[Start of Attachment]
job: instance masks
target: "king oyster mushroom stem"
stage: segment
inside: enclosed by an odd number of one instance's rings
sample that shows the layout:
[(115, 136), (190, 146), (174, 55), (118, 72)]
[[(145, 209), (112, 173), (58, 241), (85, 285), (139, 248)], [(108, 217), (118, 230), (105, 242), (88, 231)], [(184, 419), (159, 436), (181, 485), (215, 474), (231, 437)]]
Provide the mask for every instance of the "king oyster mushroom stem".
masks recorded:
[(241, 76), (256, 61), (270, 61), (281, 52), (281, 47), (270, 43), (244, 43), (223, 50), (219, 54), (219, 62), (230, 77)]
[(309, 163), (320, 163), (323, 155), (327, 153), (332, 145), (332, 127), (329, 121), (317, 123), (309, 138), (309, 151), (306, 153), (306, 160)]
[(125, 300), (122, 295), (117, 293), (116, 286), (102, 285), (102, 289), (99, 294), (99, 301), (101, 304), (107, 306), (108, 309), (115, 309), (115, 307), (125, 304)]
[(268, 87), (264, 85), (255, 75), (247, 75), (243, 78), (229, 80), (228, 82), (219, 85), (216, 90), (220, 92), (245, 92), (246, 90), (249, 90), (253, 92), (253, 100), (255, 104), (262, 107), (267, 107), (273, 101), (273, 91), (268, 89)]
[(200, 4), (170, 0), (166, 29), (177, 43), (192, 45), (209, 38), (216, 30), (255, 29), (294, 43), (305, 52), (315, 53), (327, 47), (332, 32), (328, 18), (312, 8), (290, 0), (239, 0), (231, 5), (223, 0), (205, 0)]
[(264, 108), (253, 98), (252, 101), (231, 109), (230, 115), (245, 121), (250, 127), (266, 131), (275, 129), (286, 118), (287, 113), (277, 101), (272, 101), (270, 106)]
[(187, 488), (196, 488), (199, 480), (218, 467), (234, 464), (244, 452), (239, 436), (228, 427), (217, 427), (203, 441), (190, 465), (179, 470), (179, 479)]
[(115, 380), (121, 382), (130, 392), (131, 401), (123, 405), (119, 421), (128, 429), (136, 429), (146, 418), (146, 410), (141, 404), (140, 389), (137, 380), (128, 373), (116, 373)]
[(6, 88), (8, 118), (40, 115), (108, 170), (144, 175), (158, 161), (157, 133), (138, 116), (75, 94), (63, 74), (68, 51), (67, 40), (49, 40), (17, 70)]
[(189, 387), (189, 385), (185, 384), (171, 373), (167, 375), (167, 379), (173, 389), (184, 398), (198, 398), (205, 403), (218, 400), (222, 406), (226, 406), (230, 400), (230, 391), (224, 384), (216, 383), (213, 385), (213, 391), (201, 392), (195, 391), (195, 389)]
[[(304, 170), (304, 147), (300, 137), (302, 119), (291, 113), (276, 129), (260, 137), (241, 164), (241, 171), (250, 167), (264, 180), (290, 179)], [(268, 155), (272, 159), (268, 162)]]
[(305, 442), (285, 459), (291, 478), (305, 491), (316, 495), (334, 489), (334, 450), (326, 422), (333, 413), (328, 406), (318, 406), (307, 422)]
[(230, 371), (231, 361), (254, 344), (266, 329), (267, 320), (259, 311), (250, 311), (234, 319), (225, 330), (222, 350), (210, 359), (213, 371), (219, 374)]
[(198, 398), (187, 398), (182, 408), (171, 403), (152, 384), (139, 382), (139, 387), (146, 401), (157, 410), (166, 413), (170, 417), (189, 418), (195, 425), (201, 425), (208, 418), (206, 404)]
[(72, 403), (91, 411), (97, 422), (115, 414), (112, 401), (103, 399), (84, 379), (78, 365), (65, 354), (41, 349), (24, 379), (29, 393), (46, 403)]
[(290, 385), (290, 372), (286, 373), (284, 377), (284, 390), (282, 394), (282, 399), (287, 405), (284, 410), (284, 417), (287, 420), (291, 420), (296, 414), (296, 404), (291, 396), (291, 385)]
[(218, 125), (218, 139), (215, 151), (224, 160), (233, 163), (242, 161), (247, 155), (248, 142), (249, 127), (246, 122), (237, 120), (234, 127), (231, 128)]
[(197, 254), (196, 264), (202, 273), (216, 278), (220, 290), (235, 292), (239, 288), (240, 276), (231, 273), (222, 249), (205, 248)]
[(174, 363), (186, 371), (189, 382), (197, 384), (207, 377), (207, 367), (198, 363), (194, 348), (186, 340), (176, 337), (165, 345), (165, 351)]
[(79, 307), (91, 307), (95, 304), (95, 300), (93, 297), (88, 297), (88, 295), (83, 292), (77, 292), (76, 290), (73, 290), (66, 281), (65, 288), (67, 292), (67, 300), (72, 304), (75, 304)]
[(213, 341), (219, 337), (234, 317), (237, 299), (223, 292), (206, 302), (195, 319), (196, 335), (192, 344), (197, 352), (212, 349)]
[End of Attachment]
◆ What to do: Retype the first line of the entries and every line after it, please, through the line that contains "Provide the mask". Add nothing.

◆ Finished exercise:
job: instance masks
target: "king oyster mushroom stem"
stage: segment
inside: enclosed by an odd number of one instance's rings
sample that shows the layout:
[(115, 136), (190, 146), (174, 55), (118, 72)]
[[(145, 209), (112, 173), (58, 241), (85, 285), (139, 248)], [(108, 217), (118, 230), (105, 242), (88, 231)], [(184, 419), (159, 436), (181, 485), (215, 474), (231, 437)]]
Provide the mask for every instance of the "king oyster mushroom stem".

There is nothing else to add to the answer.